## Required action
Reproduce the part of the essay about neck pain that starts at the words "What other career" and stops after the words "salvation as well.".

## Text block
During the first part of this year, I started noticing chronic pain in my right knee. My self-prescribed solution was to try walking more, and during the months of June and July, I gradually worked up to 10,000 steps per day. Objective number one appeared to be reached. I haven’t noticed any problems with my knee on a regular basis since then. However, toward the end of the process, I started noticing my neck tightening and hurting at the end of my walks. Four days after I hit my walking goal, I sealed my fate by taking my nephew to Kennywood to ride roller coasters. We rode “The Phantom’s Revenge” twice in the front seat, then I agreed to join him in the back seat, blissfully ignorant of the consequences for someone of what I now understand to be my advanced years. As we went over the last few bumps, I could feel and hear the bones of my neck crunching together, an excruciating experience dutifully documented by the park’s cameras. Within two weeks, I was in constant pain which has stuck with me for the six weeks up until today. Walking 4-5 miles a day helped my knee, but exchanged it for a problem which won’t let me walk 4-5 yards before the pain starts.
Because I had to be reestablished as a patient in the office here, I wasn’t able to see my doctor until last week. X-rays showed arthritis between two discs in my neck (I don’t know whether this was truly the revenge of the Phantom, or if it already existed before my ride). The consensus is that years at the computer have locked my upper body into a forward position and I need to retrain the muscles to pull backward. I started physical therapy a half hour after leaving the doctor’s office.
In addition to doing the stretches and exercises they’ve given me, I’m constantly prodding myself to remember to follow the doctor’s advice to roll my shoulders back and keep my ears over the shoulders, a position which feels as unnatural as it feels painful. I’d say I’m strutting around like Francis X. Bushman, except that you don’t know who that is, so I’d say I’m strutting around like Victor Mature, except that you (hale and hearty as you are) don’t know who that is, either.
I had my second physical therapy appointment yesterday. It didn’t seem like they were doing anything terribly demanding with me, but I found myself shuffling back to the car like one of the less spry 91-year-olds, and feeling a sudden surge of kinship with the patients shuffling in the opposite direction.
Among the things which hurt now (walking, riding in a car, sitting in a chair, breathing), using a computer is one of the most damaging. 12-15 years ago, I had serious lower back problems, with more than one instance of laying on the floor for an hour, unable to move. I gave up the regular use of a chair, alternating between sitting in front of a coffee table in half lotus and standing in front of a dresser, and my back hasn’t given me a moment’s trouble since. Now it’s looking like I need to minimize my computer time while I work on opening myself from my hunched-over position. My go-to answer to computer fatigue for several years has been to shift my work onto paper, writing text out longhand before sending it off to be transcribed, but looking down at a piece of paper now is even more agonizing than looking at a badly-positioned computer screen. I’m experimenting by composing this current text using voice transcription software, but I’m finding it much less satisfying than pen on paper. I’ve started fantasizing about a system which takes my pad of paper on the table and displays it on a screen at eye level, like the overhead projectors in grade school (which you’re again too young to remember).
What other career could I pursue which requires keeping the chin up and the head back? Buckingham Palace guard? Canadian Mountie? Ship’s figurehead?
I’m starting to think the answer may be to fight fire with fire, using the computer to fix the problems I’ve created with it by positioning the keyboard and screen in such a way that I’m forced to roll my shoulders back and place my head squarely on top of my neck. I’m greatly reducing the amount of time I spend at the machine, but am at a loss to think of what other work I could do which would retrain me to keep my ears back over my shoulders and my gaze parallel to the floor. It’s the start of a long road, but maybe the source of my downfall can be my salvation as well.

Localization data, one point per instance:
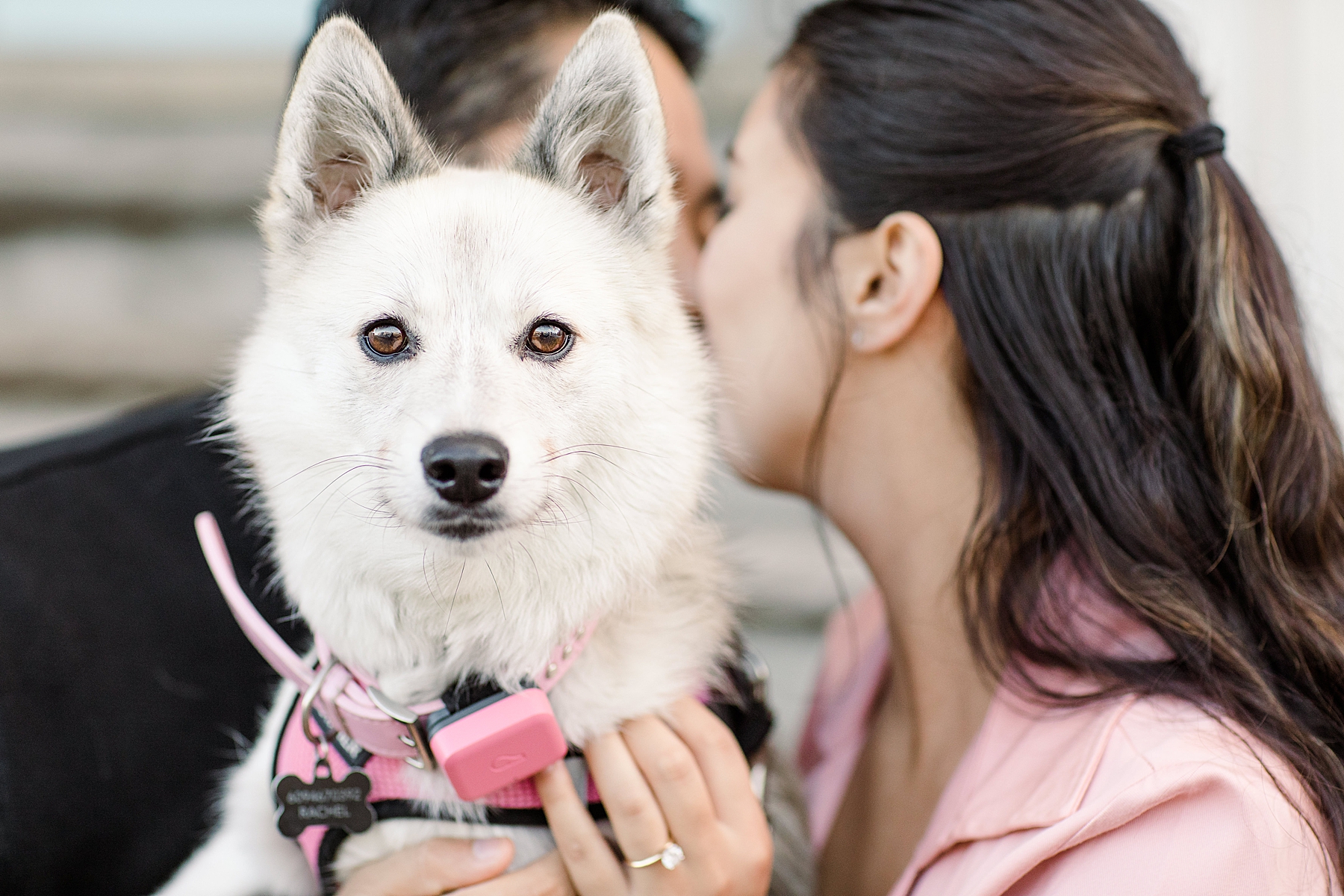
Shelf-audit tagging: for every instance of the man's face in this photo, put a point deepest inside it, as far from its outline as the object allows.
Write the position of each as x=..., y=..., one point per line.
x=688, y=147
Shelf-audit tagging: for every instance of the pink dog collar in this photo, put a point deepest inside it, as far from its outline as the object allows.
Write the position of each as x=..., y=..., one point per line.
x=349, y=696
x=483, y=747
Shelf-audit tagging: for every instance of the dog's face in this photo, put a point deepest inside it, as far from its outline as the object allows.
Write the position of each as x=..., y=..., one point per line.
x=464, y=364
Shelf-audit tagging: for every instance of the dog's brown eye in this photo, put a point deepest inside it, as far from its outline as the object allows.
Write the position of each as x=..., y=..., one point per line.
x=386, y=337
x=547, y=337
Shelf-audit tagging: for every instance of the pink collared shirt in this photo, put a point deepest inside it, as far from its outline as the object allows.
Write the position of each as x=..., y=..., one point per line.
x=1125, y=795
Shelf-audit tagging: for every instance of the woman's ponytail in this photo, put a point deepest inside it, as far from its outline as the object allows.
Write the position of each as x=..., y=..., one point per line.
x=1135, y=358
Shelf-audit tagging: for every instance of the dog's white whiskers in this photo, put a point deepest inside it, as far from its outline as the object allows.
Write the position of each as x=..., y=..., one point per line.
x=464, y=417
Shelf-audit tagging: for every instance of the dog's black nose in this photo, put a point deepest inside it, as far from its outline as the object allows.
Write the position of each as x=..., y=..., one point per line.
x=467, y=467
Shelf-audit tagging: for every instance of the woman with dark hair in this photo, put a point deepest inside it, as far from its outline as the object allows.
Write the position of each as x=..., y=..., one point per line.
x=991, y=296
x=988, y=293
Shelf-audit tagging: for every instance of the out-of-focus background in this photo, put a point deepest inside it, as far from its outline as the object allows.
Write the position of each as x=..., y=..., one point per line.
x=136, y=136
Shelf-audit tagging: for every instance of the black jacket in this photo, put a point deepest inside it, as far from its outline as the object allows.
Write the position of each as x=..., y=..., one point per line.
x=125, y=685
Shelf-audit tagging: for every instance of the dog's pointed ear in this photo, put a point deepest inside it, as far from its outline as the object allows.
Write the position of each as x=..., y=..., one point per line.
x=346, y=131
x=600, y=131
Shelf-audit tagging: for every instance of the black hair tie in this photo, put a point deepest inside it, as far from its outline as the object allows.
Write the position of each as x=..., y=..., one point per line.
x=1194, y=144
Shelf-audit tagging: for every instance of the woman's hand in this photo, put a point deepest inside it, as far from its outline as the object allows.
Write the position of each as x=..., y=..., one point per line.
x=683, y=781
x=432, y=868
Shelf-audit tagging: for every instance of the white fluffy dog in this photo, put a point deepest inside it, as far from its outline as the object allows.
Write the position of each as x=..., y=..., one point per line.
x=476, y=415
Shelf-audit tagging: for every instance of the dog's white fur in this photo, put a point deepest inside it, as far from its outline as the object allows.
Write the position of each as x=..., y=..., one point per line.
x=609, y=448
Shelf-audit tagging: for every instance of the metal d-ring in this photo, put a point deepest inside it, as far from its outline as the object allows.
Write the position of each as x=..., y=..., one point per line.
x=305, y=709
x=408, y=716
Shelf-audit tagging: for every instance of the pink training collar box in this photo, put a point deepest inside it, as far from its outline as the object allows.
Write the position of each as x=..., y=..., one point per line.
x=484, y=748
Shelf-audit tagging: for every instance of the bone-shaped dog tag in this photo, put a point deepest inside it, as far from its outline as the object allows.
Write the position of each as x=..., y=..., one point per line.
x=326, y=801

## Problem solution
What other career could I pursue which requires keeping the chin up and the head back? Buckingham Palace guard? Canadian Mountie? Ship’s figurehead?
I’m starting to think the answer may be to fight fire with fire, using the computer to fix the problems I’ve created with it by positioning the keyboard and screen in such a way that I’m forced to roll my shoulders back and place my head squarely on top of my neck. I’m greatly reducing the amount of time I spend at the machine, but am at a loss to think of what other work I could do which would retrain me to keep my ears back over my shoulders and my gaze parallel to the floor. It’s the start of a long road, but maybe the source of my downfall can be my salvation as well.